[Items from a data source]
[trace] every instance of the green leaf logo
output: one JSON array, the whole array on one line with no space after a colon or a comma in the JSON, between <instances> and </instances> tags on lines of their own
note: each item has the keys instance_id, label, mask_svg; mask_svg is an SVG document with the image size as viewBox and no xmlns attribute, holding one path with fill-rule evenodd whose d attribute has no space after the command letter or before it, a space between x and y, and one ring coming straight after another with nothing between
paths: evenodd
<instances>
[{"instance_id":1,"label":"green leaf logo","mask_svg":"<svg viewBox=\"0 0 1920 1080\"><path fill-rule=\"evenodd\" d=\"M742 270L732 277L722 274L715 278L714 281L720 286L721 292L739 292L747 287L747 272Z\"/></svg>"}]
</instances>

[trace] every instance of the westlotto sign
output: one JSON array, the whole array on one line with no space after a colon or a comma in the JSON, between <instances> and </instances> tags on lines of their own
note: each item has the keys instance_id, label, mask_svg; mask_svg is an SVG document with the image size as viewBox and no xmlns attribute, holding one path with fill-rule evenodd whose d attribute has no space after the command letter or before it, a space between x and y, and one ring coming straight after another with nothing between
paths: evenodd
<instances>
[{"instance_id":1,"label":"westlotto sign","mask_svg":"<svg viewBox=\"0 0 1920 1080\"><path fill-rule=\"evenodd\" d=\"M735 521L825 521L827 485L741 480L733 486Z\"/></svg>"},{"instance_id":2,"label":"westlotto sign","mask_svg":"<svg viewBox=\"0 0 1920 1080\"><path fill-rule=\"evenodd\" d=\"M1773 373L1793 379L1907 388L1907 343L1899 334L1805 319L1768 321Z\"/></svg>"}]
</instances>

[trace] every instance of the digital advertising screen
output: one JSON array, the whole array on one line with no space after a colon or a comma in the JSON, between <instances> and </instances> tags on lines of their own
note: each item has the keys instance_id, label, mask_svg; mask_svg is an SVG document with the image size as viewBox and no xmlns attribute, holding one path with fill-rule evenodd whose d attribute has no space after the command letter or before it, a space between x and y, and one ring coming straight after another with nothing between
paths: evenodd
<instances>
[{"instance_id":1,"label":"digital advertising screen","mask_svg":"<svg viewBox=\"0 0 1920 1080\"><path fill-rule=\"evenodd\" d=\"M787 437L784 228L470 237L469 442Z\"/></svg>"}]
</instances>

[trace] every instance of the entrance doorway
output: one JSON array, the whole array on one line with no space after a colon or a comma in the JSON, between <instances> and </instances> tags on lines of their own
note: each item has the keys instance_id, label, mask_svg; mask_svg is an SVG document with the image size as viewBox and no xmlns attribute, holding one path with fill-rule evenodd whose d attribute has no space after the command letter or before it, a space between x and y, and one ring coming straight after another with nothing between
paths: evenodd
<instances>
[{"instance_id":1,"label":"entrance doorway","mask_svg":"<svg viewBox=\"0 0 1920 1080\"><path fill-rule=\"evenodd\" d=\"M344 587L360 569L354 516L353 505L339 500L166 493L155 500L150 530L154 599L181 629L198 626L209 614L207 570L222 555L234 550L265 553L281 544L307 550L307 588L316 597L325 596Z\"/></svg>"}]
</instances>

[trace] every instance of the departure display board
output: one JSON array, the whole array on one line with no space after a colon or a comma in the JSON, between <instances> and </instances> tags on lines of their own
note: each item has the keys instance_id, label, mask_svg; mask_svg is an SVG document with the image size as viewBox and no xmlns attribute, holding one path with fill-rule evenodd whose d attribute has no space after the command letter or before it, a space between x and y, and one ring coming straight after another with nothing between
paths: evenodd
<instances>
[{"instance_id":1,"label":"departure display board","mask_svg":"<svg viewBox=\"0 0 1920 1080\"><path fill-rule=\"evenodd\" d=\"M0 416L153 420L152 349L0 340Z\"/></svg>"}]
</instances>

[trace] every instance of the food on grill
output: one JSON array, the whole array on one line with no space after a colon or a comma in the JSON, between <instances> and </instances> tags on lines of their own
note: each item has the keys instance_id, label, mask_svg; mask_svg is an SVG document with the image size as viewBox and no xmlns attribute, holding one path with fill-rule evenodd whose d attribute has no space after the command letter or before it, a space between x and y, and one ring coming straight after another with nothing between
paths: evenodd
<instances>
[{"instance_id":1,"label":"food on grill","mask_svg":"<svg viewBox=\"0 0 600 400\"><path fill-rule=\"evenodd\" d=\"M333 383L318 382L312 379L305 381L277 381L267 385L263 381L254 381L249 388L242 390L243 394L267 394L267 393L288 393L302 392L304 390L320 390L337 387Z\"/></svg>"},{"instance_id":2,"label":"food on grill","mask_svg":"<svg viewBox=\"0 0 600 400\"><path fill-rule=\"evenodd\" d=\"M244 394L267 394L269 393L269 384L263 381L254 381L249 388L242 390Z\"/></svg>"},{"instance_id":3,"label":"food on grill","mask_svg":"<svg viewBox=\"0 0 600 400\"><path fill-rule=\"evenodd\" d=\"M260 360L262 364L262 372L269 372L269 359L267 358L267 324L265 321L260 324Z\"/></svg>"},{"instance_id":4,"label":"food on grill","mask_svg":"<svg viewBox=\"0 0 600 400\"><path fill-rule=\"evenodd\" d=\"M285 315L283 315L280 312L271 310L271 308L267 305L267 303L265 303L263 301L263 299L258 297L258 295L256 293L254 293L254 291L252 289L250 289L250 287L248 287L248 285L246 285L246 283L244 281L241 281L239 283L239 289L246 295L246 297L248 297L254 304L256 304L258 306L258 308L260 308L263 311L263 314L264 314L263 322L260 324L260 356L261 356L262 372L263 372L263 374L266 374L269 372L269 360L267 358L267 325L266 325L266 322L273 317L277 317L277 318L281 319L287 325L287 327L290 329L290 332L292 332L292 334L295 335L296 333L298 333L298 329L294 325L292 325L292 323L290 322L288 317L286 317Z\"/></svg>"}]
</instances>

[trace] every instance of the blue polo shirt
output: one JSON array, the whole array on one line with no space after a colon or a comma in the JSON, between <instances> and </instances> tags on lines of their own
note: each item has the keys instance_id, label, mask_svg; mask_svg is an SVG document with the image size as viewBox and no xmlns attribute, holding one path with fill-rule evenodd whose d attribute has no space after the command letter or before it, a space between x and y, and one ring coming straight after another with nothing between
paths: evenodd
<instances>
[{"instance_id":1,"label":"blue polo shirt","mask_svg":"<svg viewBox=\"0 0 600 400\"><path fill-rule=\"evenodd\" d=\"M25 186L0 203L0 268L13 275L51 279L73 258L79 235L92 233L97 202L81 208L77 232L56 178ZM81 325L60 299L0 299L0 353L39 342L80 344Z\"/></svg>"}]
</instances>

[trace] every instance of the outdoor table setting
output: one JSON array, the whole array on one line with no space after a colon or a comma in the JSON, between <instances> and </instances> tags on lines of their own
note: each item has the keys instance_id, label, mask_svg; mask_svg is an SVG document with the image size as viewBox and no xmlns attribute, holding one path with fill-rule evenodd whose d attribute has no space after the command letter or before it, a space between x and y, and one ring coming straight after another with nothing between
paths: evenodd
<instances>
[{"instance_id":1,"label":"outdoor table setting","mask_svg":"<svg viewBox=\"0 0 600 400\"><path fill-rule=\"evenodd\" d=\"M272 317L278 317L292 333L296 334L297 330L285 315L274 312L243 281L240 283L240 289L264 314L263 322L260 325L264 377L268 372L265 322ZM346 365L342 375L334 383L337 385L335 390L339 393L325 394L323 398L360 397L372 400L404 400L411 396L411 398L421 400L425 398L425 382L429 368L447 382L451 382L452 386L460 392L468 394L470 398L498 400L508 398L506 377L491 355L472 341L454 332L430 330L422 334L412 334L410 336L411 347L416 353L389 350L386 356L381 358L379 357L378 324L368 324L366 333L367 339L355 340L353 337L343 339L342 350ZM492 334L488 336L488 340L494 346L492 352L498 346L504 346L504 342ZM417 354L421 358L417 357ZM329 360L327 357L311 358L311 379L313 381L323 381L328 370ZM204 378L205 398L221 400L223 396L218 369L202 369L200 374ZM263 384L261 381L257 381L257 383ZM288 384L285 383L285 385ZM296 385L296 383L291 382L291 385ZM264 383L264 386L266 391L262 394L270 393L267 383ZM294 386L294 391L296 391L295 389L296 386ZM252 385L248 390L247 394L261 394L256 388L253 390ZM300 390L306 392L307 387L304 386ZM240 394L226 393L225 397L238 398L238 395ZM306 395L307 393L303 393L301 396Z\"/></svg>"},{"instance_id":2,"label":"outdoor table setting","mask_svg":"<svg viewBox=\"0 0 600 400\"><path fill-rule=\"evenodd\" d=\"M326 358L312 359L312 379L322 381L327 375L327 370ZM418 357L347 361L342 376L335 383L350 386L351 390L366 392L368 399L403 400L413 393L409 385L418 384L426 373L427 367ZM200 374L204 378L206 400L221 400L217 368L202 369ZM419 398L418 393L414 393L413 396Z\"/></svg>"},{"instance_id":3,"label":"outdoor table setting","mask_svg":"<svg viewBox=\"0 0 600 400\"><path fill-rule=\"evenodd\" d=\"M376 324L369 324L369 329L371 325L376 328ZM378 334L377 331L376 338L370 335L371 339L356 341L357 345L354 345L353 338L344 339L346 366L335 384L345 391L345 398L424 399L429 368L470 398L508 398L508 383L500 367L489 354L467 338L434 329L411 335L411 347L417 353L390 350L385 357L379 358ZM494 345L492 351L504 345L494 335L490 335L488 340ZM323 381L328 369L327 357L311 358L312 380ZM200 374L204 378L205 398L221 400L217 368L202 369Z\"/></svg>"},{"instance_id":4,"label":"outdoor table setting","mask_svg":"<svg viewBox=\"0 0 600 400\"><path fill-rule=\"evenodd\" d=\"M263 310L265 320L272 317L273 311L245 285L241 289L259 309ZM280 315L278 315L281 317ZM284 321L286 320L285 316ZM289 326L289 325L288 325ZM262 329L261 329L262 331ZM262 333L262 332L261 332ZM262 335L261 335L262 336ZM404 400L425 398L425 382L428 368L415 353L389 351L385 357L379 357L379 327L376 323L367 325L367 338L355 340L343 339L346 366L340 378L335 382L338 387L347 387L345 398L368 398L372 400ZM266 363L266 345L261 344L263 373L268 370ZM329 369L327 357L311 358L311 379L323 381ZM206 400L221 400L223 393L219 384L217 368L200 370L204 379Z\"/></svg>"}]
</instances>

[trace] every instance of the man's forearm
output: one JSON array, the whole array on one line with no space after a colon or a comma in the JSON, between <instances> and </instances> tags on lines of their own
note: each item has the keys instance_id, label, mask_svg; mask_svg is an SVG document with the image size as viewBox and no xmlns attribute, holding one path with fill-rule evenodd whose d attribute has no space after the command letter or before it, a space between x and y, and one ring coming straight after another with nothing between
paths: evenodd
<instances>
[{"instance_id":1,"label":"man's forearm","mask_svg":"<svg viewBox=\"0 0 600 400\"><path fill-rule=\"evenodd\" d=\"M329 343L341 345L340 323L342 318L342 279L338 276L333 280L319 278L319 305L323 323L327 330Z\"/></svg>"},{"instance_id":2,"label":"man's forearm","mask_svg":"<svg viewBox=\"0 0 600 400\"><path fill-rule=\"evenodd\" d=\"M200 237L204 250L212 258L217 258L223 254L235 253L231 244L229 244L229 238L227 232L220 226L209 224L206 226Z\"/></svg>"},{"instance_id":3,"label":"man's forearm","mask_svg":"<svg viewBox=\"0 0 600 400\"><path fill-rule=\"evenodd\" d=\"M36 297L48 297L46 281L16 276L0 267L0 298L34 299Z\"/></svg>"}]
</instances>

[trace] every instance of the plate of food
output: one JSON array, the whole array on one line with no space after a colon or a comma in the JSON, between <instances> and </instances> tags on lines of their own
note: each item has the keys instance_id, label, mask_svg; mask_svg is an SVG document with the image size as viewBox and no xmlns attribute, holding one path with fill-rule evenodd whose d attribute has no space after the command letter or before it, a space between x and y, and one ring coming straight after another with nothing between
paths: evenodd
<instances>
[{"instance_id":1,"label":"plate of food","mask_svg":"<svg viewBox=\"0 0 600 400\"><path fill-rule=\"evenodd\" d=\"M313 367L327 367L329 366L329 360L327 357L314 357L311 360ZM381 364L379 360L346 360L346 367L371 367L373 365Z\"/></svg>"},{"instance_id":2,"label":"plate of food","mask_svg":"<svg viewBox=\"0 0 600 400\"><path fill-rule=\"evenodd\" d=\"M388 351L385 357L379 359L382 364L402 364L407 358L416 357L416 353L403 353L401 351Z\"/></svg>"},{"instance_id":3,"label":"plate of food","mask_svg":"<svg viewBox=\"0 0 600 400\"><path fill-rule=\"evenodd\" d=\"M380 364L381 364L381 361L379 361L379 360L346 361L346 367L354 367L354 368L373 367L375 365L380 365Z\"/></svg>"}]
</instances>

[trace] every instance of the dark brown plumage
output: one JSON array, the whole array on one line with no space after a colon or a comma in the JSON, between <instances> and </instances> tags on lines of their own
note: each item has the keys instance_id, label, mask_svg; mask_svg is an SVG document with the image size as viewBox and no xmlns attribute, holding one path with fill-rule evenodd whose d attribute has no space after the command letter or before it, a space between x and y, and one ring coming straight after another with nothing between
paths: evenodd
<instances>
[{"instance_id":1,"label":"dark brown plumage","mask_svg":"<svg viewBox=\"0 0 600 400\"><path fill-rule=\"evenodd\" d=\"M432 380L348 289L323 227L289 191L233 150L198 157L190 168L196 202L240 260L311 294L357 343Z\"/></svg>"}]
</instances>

AIM OF THE EXERCISE
Look through the entries and return each line that has the word "every" in it.

ANSWER FOR THE TASK
[trace] every instance of the green leaf logo
[trace] every instance of the westlotto sign
[trace] every instance of the digital advertising screen
[trace] every instance of the entrance doorway
[trace] every instance of the departure display board
[trace] every instance of the food on grill
[trace] every instance of the blue polo shirt
[trace] every instance of the outdoor table setting
[trace] every instance of the man's forearm
[trace] every instance of the plate of food
[trace] every instance of the dark brown plumage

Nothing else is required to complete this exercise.